• _EXTRACTED ENTRIES_:
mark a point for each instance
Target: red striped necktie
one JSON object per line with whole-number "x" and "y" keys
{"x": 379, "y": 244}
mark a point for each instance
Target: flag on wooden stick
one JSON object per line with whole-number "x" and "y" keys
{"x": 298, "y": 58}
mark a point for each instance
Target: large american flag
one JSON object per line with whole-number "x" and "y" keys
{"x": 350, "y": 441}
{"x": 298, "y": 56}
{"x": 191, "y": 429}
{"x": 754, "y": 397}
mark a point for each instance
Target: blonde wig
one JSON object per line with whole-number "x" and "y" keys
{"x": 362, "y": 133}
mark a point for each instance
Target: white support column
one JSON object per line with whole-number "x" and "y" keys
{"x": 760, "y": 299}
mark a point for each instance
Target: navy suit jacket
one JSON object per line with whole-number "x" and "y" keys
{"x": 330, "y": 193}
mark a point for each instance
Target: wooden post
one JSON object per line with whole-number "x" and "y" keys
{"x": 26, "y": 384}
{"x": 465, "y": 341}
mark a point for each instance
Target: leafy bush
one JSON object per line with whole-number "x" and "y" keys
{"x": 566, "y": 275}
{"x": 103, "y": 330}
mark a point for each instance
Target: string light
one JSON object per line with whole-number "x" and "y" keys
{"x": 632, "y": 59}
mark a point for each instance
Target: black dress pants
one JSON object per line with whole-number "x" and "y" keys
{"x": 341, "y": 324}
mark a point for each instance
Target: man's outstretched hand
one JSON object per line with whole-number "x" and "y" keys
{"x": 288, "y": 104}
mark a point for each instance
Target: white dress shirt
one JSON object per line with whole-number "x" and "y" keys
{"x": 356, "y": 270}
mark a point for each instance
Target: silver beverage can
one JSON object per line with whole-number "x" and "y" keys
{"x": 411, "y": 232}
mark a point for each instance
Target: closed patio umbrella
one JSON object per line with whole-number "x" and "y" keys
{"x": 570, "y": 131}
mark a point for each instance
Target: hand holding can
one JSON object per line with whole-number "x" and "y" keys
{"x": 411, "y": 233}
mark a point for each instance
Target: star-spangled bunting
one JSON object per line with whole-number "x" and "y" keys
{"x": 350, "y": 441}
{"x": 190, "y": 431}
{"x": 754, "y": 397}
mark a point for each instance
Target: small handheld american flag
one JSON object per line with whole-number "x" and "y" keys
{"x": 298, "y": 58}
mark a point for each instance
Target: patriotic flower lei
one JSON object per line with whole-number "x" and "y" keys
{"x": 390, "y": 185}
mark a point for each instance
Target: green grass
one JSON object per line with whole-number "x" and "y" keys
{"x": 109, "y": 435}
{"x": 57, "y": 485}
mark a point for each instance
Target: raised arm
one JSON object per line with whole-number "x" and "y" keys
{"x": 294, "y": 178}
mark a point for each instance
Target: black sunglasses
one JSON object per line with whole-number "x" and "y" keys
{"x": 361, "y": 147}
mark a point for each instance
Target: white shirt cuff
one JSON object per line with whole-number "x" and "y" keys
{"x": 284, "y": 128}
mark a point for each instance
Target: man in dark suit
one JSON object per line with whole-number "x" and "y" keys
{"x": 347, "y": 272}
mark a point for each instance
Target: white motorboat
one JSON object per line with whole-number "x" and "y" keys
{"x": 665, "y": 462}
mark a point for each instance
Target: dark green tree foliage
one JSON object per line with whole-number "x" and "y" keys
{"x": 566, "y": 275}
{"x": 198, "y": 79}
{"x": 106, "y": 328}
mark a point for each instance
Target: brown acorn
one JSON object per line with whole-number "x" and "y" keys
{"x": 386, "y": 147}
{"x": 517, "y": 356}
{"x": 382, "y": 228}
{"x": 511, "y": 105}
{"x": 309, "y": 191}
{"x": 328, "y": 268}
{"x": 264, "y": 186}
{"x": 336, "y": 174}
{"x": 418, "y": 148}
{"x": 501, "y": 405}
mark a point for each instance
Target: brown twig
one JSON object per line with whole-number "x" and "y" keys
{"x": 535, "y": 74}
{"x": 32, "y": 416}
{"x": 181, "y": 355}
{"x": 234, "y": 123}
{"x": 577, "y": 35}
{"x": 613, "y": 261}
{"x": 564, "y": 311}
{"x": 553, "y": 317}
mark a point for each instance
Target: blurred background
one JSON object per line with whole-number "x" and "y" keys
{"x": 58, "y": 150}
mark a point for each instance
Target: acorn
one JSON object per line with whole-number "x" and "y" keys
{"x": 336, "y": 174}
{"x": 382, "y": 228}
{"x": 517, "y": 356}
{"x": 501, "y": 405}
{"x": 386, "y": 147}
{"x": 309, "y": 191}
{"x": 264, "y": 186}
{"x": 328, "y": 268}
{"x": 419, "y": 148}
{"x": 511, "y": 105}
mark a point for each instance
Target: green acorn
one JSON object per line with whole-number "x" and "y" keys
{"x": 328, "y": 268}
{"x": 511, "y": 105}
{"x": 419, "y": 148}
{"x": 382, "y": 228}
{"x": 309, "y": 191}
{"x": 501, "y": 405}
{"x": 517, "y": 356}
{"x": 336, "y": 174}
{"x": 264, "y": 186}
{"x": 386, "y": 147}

• _WHAT YOU WILL DO_: Repeat the entries verbatim through the line with "Target: navy suit jacket".

• _SOLVED EXERCISE_:
mark a point for each instance
Target: red striped necktie
one JSON object per line with whole-number "x" and "y" keys
{"x": 379, "y": 244}
mark a point for each instance
Target: flag on wooden stick
one JSON object per line with whole-number "x" and "y" keys
{"x": 298, "y": 58}
mark a point for each instance
Target: large american flag
one JSON object per line with whole-number "x" and "y" keys
{"x": 350, "y": 441}
{"x": 298, "y": 56}
{"x": 191, "y": 429}
{"x": 754, "y": 397}
mark a point for each instance
Target: blonde wig
one JSON object per line with whole-number "x" and "y" keys
{"x": 362, "y": 133}
mark a point for each instance
Target: white support column
one JSON object per line with whole-number "x" and "y" keys
{"x": 760, "y": 299}
mark a point for each instance
Target: navy suit jacket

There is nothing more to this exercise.